** WHAT IS NEEDED **
Transcribe exactly the lines that fall between the one holding "Target: eiffel tower" and the one holding "Note to the class: point out every instance of the lamp", inclusive, from the entries below.

** TASK INPUT **
---*---

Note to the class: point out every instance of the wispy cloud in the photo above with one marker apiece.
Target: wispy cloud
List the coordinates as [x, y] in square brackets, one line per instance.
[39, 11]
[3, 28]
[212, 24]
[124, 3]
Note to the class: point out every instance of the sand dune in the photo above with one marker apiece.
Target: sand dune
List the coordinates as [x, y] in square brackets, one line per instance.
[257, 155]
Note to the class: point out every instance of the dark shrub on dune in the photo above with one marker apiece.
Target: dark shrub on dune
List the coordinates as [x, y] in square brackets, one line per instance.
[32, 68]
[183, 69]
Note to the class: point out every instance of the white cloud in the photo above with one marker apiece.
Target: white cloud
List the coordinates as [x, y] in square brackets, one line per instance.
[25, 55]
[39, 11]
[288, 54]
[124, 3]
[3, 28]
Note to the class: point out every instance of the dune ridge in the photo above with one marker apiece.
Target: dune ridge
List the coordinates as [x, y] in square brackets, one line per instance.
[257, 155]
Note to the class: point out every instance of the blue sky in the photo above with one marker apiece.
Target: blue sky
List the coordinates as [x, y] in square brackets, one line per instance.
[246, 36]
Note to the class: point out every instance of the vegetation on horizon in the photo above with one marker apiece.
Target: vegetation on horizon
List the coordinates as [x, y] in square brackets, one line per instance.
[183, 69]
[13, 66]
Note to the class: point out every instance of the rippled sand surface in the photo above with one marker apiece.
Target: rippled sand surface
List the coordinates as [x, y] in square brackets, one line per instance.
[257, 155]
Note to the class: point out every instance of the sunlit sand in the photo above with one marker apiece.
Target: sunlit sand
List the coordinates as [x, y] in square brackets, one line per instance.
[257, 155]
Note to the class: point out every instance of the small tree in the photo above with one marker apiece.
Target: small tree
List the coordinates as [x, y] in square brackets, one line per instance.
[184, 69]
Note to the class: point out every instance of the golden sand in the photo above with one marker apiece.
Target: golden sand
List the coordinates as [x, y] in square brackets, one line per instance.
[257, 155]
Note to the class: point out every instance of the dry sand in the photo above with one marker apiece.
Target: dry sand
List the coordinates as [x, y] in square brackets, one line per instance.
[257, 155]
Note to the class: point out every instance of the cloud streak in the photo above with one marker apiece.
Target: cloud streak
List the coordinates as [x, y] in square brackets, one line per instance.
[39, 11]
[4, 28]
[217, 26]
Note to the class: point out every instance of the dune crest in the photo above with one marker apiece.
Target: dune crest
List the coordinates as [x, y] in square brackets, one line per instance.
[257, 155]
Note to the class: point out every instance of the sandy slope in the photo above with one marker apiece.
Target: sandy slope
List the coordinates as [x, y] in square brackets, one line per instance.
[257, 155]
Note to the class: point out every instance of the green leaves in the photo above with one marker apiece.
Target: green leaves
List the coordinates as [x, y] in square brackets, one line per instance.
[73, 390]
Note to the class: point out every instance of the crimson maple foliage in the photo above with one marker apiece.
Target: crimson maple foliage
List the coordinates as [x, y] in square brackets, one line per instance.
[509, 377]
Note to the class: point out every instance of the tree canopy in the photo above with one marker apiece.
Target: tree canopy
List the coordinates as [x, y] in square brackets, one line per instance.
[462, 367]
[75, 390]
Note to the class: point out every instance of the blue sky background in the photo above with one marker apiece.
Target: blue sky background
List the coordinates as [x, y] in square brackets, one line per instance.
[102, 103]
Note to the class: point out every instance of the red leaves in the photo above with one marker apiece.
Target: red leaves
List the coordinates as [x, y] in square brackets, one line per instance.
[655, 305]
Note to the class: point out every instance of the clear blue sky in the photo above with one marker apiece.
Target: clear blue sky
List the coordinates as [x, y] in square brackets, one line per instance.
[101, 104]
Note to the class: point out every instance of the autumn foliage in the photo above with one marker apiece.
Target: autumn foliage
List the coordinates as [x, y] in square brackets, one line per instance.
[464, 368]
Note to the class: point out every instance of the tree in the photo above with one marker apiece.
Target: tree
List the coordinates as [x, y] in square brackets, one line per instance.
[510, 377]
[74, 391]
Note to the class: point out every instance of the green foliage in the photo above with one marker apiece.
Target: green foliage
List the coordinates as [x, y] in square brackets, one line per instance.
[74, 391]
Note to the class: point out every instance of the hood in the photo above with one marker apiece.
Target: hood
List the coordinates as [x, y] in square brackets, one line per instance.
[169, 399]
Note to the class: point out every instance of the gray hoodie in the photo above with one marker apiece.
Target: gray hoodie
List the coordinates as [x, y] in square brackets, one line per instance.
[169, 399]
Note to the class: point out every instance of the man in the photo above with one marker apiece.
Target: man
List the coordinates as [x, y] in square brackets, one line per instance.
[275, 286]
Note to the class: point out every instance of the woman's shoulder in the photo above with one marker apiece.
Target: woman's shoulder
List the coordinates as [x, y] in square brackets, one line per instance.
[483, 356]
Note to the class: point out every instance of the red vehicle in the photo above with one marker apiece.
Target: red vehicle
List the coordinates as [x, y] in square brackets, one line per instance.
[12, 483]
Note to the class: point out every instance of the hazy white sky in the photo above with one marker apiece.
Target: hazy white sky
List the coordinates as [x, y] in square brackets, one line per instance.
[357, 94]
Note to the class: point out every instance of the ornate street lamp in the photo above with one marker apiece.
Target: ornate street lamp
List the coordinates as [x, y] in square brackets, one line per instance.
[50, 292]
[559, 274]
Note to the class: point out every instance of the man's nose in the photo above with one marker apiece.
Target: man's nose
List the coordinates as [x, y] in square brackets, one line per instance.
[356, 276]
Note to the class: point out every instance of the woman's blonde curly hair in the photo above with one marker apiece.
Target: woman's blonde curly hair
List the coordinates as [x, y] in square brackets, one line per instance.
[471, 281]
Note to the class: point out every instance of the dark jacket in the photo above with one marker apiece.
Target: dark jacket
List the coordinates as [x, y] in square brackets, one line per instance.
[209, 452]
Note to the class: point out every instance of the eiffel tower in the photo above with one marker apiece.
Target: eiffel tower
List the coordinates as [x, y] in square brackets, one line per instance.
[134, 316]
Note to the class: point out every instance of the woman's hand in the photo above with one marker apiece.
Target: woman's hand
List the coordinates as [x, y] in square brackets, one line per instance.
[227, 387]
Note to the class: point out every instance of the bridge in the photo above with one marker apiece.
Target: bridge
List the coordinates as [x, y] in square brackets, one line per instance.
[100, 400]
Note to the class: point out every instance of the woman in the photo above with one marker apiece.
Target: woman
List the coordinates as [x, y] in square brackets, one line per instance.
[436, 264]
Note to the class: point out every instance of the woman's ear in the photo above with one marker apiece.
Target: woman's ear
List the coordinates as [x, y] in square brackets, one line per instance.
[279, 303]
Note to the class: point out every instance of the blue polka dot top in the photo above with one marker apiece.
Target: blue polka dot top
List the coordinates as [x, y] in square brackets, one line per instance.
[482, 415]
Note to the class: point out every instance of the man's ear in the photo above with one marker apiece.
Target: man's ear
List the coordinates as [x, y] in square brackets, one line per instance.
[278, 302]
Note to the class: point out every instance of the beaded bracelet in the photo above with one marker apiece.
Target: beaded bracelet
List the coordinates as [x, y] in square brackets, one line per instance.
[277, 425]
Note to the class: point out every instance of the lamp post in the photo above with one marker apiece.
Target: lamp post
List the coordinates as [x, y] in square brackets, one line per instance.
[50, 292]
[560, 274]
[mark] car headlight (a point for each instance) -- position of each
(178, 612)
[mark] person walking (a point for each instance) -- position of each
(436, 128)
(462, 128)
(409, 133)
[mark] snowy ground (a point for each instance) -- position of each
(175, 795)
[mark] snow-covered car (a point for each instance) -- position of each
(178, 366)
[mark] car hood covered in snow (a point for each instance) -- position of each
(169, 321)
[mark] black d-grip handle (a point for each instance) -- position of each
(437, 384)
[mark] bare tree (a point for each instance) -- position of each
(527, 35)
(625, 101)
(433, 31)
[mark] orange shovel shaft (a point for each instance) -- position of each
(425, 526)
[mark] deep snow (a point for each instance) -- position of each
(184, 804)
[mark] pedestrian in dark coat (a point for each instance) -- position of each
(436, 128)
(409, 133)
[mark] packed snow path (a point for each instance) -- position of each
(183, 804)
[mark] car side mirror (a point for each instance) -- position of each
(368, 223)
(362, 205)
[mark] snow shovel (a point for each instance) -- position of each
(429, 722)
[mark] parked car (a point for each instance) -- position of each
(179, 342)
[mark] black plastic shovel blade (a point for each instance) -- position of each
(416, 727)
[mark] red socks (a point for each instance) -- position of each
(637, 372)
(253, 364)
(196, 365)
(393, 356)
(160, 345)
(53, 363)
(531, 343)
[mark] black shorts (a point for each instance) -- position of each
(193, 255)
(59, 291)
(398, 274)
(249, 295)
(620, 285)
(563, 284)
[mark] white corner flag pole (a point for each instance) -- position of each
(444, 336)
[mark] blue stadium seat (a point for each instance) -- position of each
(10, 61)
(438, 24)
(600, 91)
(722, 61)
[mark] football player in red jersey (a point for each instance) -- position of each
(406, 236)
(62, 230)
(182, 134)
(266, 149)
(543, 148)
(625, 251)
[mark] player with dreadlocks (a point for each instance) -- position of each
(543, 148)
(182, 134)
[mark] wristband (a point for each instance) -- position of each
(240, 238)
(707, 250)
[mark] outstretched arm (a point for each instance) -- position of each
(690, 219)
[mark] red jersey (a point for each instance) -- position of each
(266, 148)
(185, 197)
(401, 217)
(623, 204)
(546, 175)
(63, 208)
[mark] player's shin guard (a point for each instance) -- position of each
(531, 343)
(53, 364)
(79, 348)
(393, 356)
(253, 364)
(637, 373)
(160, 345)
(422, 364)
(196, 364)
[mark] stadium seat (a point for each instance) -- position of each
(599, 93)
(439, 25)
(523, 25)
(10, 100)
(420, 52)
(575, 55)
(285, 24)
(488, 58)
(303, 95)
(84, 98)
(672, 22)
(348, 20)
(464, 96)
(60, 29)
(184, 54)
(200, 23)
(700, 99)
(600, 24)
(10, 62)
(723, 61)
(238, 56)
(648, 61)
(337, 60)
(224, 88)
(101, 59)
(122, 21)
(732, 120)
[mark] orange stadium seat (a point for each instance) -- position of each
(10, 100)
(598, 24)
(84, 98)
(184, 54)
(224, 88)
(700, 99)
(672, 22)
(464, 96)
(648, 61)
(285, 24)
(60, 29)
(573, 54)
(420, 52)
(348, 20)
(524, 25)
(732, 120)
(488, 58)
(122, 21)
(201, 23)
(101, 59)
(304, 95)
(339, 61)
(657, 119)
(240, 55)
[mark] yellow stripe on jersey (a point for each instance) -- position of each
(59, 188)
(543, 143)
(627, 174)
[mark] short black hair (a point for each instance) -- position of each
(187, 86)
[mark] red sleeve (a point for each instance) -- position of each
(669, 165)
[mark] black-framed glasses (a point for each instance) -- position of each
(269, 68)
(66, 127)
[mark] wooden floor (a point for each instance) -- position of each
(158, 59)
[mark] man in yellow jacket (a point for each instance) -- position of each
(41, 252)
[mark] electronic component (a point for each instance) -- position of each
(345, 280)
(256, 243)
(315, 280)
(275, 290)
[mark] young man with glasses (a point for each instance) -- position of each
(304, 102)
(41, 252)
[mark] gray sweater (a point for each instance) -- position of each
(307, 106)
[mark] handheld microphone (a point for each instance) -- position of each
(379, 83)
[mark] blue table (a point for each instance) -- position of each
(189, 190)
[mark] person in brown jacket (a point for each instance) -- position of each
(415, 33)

---*---

** RESULT OF THIS EXERCISE **
Target: eiffel tower
List the coordinates as [x, y] in square brackets, one line per instance.
[134, 316]
Note to the class: point out every instance of the woman's hand in the photo above with one marker apiece.
Target: woman's hand
List the coordinates as [x, y] in square brackets, one line per instance.
[227, 387]
Note to the class: point out every instance of the bridge in the photo above with one marker apiece.
Target: bridge
List the coordinates as [x, y] in square brackets, one line per instance.
[100, 400]
Note to the class: point out every instance of the woman in the photo above with one marker apiece.
Target: woman
List the coordinates as [x, y] in square brackets, one line per instance.
[436, 264]
Note to the class: point out every instance of the woman's ear in the photo above with one marker apiece.
Target: woman's ear
List the coordinates as [x, y] in square brackets, one line per instance.
[279, 303]
Note to the class: point out every instance of the blue polka dot top in the photo above with one marker apiece.
Target: blue polka dot top
List the coordinates as [x, y] in square brackets, one line per instance.
[482, 415]
Note to the class: point out every instance of the man's ear in the photo above with one marker apiece.
Target: man's ear
List the coordinates as [x, y] in square brackets, one line per instance.
[278, 302]
Note to the class: point out every instance of the beaded bracelet in the photo above with one marker apiece.
Target: beaded bracelet
List the coordinates as [x, y] in square brackets, one line per instance.
[277, 425]
Note to the class: point out every instance of the lamp post in the photo above with one marker apiece.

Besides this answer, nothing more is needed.